Tasks to perform:
1. According to the passage on imputation quality, what was treated as the gold-standard "truth" set in all analyses?
2. For each statement, say whether it agrees with the passage on imputation quality, and quote the deciding words. (a) All samples from experiment D were retained. (b) Imputed genotypes in the AFR cohorts were more accurate than those in the EUR cohorts. (c) The paired t-tests comparing array and sequence results all gave significant results.

Text shown:
- - - - - - -
Comparison of imputation quality metrics across experiments
Genotype concordance
We then examined how NRC and imputation r2 varied across experiments A, B, D, and E. In order to do this, for experiments A, B, and E, we took a random sample of one of the replicates run for each unique cell line, such that comparisons across experiments concerned only a single, representative sample of each cell line per experiment (Methods). For experiment D, we retained all samples, as there were no replicates. The remainder of this subsection compares metrics and results from these representative cohorts across experiments. The mean effective coverage of the representative cohorts varied from experiment to experiment (Supplemental Table 4), ranging from an overall (mean ± standard deviation) of 0.42 ± 0.22 for experiment A to 0.71 ± 0.17 for experiment B to 1.24 ± 0.11 for experiment D.
Reference to nonreference and minor allele frequencies are with respect to those found in the 1KGP3. For all analyses, we treated the genotypes in the 1KGP3 for each sample's cell line as the gold-standard “truth” set.
We observed that imputed genotypes in EUR cohorts were considerably and consistently more accurate than those imputed into the AFR cohorts on average both before and after filtering out poorly imputed variants both for SNPs and indels, with the difference in mean NRC for unfiltered SNPs ranging from 0.0143 in experiment D to 0.08 in experiment E (Table 2). Within each experiment, two-sample unpaired Welch's t-tests for differences in means between results for EUR and AFR samples all yielded significant (P < 0.001) results.
Table 2.
Furthermore, we observed that genotypes imputed from sequence were consistently and considerably more accurate than those imputed from array data, with the mean AFR NRC being 7% higher for sequence data with an average of 0.4× effective coverage compared to the array data (Table 2; Supplemental Tables 5–7). Two-sample paired t-tests for differences in means between the array results and sequence results in Table 2 (given a superpopulation) all yielded significant (P < 0.001) results.
- - - - - - -
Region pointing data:
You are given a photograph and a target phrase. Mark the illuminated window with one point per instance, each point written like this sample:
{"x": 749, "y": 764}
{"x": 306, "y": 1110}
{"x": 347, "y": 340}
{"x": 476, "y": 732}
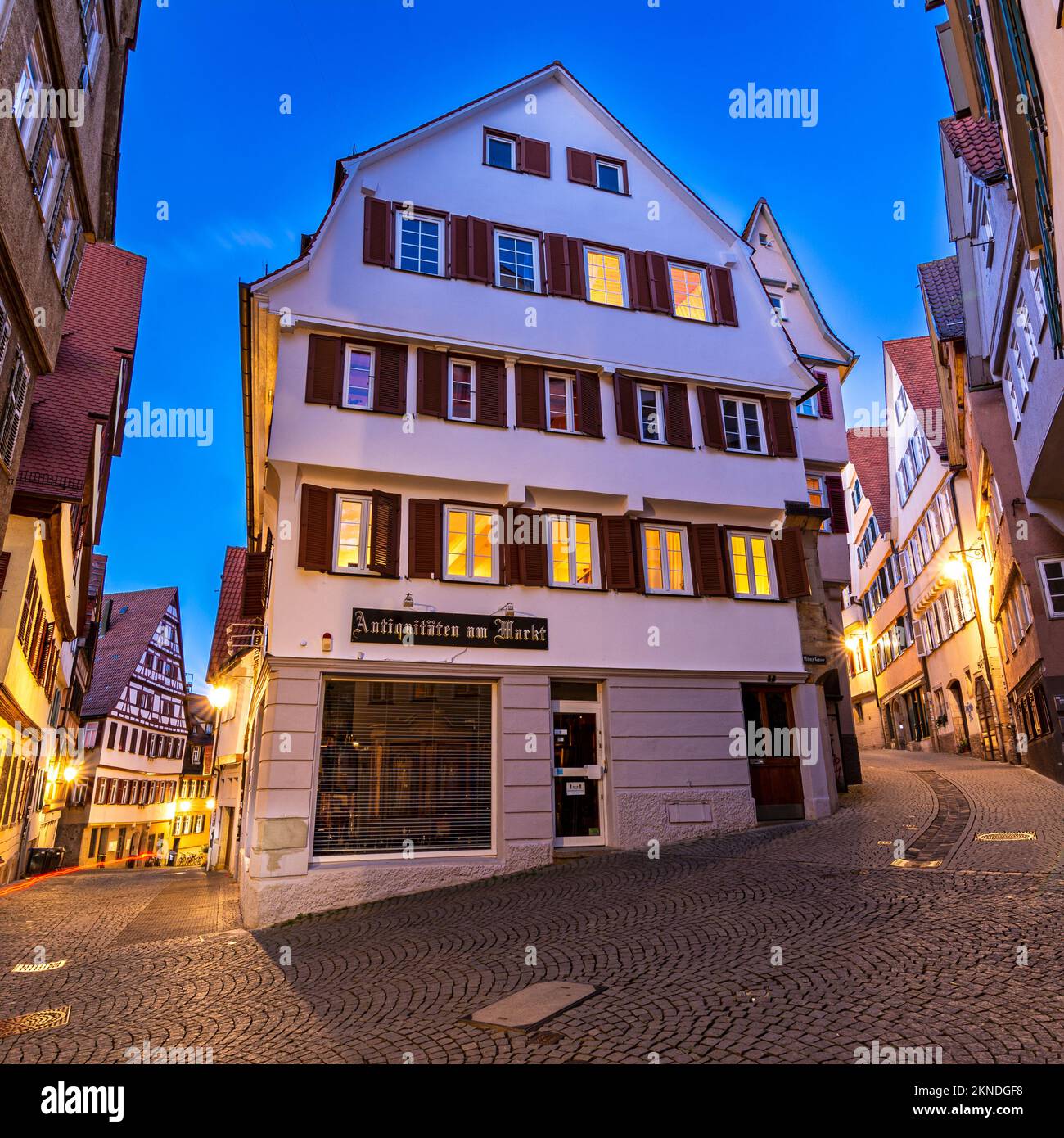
- - - - - - -
Results for each task:
1. The genotypes in the 1KGP3 for each sample's cell line.

2.
(a) Yes: "For experiment D, we retained all samples, as there were no replicates."
(b) No: "imputed genotypes in EUR cohorts were considerably and consistently more accurate than those imputed into the AFR cohorts"
(c) Yes: "Two-sample paired t-tests for differences in means between the array results and sequence results in Table 2 (given a superpopulation) all yielded significant (P < 0.001) results."